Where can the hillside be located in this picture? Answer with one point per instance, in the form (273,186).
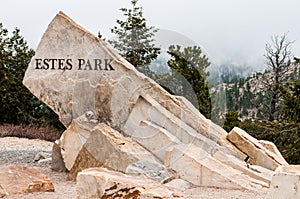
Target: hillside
(246,95)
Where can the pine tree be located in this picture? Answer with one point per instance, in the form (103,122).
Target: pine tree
(18,105)
(190,63)
(135,39)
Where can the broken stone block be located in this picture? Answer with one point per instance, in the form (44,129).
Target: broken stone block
(254,171)
(17,179)
(256,152)
(108,148)
(150,169)
(86,83)
(199,168)
(285,183)
(57,163)
(179,184)
(74,138)
(96,183)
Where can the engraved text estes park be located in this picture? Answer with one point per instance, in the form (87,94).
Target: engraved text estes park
(77,64)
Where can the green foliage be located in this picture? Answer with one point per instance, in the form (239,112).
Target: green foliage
(231,120)
(285,136)
(191,64)
(18,105)
(291,102)
(135,39)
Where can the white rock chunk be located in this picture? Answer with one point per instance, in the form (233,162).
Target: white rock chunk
(97,183)
(257,153)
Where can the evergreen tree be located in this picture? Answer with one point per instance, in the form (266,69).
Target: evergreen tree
(291,102)
(18,105)
(231,120)
(278,60)
(191,64)
(135,39)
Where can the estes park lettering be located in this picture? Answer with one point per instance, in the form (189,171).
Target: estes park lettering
(69,64)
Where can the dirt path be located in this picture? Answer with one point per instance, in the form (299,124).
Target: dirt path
(22,151)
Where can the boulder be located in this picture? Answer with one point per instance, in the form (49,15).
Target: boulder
(118,118)
(73,139)
(285,183)
(57,163)
(150,169)
(17,179)
(257,153)
(201,169)
(108,148)
(102,183)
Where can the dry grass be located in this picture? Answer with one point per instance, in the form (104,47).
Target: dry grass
(30,131)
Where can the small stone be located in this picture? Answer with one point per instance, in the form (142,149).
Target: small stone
(16,179)
(97,183)
(58,163)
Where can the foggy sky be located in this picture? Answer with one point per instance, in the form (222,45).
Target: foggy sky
(227,30)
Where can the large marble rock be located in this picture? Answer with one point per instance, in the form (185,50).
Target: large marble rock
(118,118)
(268,157)
(17,179)
(96,183)
(108,148)
(74,72)
(285,183)
(201,169)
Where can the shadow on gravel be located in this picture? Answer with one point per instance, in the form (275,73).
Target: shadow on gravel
(30,132)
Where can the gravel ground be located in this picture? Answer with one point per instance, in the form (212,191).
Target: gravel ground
(23,151)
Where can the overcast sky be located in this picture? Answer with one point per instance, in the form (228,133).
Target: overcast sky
(227,30)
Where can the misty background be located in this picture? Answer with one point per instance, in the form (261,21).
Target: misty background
(228,31)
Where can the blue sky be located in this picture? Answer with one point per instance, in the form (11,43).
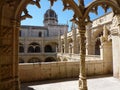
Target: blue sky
(63,16)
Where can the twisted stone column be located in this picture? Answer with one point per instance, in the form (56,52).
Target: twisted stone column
(82,75)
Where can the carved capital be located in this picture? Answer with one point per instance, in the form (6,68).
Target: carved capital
(115,30)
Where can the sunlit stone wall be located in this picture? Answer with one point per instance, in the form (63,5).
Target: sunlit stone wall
(58,70)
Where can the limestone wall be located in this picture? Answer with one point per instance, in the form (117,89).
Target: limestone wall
(57,70)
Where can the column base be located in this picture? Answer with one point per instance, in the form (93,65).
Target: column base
(82,83)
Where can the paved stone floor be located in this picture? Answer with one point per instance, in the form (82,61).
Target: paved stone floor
(95,83)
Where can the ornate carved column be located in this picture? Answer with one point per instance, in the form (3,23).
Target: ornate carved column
(65,42)
(16,28)
(82,75)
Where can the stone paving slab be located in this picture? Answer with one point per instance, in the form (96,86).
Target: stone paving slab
(99,83)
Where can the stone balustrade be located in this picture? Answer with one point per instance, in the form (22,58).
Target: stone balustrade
(59,70)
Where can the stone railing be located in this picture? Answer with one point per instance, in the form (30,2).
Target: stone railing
(76,57)
(102,20)
(59,70)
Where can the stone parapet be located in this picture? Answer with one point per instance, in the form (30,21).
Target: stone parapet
(59,70)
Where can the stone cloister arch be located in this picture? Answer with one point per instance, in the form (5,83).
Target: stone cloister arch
(10,17)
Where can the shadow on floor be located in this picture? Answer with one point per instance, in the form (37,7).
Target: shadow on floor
(26,86)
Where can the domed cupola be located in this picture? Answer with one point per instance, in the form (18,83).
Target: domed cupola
(50,17)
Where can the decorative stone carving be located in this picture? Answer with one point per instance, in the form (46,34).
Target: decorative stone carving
(115,25)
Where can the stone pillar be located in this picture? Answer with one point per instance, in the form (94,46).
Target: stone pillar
(82,75)
(59,43)
(65,42)
(89,47)
(74,40)
(42,46)
(8,49)
(106,56)
(115,31)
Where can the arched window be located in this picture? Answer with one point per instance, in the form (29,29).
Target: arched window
(97,47)
(34,48)
(30,49)
(34,60)
(48,48)
(20,33)
(37,49)
(40,34)
(50,59)
(21,48)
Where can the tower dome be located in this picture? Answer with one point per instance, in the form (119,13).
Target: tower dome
(50,17)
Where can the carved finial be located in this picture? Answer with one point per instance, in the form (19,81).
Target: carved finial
(52,2)
(81,2)
(36,3)
(26,15)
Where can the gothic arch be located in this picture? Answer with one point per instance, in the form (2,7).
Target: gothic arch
(34,48)
(48,48)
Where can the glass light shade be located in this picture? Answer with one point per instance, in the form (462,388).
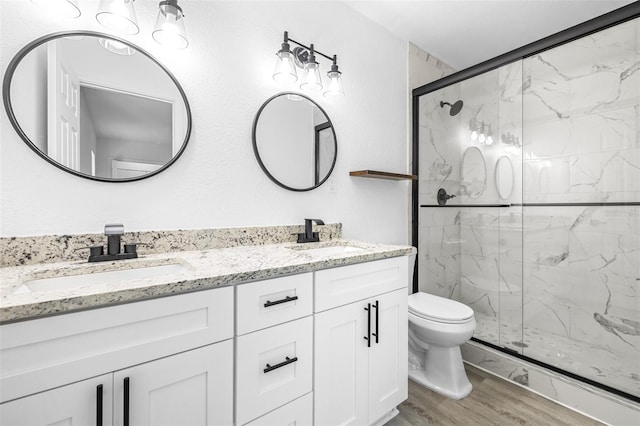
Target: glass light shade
(311,79)
(169,30)
(66,8)
(117,47)
(285,70)
(118,15)
(335,84)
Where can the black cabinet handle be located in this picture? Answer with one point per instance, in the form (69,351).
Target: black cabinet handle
(277,302)
(126,402)
(377,333)
(368,336)
(99,405)
(282,364)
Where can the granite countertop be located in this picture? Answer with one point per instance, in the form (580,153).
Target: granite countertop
(202,270)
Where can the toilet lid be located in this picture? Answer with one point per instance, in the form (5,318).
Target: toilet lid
(438,308)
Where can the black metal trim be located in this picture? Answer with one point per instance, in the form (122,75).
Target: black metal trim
(415,190)
(602,22)
(257,154)
(596,24)
(587,204)
(278,302)
(287,361)
(555,369)
(6,97)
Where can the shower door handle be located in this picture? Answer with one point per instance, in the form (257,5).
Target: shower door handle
(368,336)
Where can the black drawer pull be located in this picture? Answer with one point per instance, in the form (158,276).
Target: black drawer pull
(277,302)
(99,405)
(368,336)
(282,364)
(125,411)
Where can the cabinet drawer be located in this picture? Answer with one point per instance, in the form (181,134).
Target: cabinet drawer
(44,353)
(340,286)
(298,413)
(257,391)
(270,302)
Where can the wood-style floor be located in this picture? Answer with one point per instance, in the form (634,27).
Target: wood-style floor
(493,401)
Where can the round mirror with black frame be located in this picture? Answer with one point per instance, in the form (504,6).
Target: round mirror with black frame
(294,142)
(97,106)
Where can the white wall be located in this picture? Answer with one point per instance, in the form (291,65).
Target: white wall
(226,73)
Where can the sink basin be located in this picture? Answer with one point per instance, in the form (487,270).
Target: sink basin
(330,251)
(87,279)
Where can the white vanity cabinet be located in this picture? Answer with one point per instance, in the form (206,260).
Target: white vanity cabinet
(274,365)
(360,342)
(162,361)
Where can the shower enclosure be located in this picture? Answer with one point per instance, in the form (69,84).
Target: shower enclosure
(542,236)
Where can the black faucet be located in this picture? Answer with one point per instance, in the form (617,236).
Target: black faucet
(308,236)
(114,233)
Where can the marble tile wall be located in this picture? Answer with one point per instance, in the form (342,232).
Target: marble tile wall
(557,284)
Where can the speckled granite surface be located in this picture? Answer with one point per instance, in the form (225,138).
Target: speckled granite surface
(203,269)
(64,248)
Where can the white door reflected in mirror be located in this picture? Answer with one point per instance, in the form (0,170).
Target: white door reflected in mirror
(96,112)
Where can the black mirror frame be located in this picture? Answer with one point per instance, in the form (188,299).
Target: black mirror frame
(6,97)
(257,154)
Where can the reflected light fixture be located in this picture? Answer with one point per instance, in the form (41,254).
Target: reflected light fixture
(285,70)
(116,47)
(169,30)
(118,16)
(304,57)
(65,8)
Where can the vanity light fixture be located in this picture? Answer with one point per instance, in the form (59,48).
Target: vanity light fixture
(66,8)
(169,30)
(305,57)
(118,16)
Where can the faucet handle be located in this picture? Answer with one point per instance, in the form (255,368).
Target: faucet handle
(114,229)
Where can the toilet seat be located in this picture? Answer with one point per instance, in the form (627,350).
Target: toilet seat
(439,309)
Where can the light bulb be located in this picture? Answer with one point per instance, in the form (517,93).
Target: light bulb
(169,30)
(63,8)
(311,79)
(335,82)
(285,70)
(118,16)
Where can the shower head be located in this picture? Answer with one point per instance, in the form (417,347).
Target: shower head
(455,108)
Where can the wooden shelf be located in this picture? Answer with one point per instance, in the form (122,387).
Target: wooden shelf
(382,175)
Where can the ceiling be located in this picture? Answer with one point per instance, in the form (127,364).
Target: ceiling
(463,33)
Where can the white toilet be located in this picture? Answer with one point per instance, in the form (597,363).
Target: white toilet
(437,328)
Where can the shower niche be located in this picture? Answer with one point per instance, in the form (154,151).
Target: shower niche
(547,249)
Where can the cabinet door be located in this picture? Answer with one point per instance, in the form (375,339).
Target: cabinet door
(340,391)
(75,404)
(191,388)
(388,354)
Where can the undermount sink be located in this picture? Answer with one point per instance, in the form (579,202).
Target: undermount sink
(329,251)
(79,279)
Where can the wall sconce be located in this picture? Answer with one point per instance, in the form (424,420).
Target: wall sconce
(481,132)
(304,57)
(120,16)
(169,30)
(65,8)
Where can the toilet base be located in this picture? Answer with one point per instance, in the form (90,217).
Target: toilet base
(444,373)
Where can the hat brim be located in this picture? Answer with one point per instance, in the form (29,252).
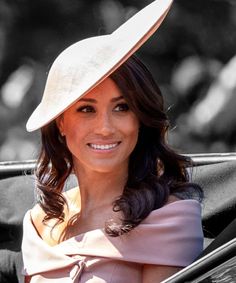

**SET EXERCISE:** Count the lines in the rows above that contain the word "bulb" and give only that number.

**EXERCISE OUTPUT:** 2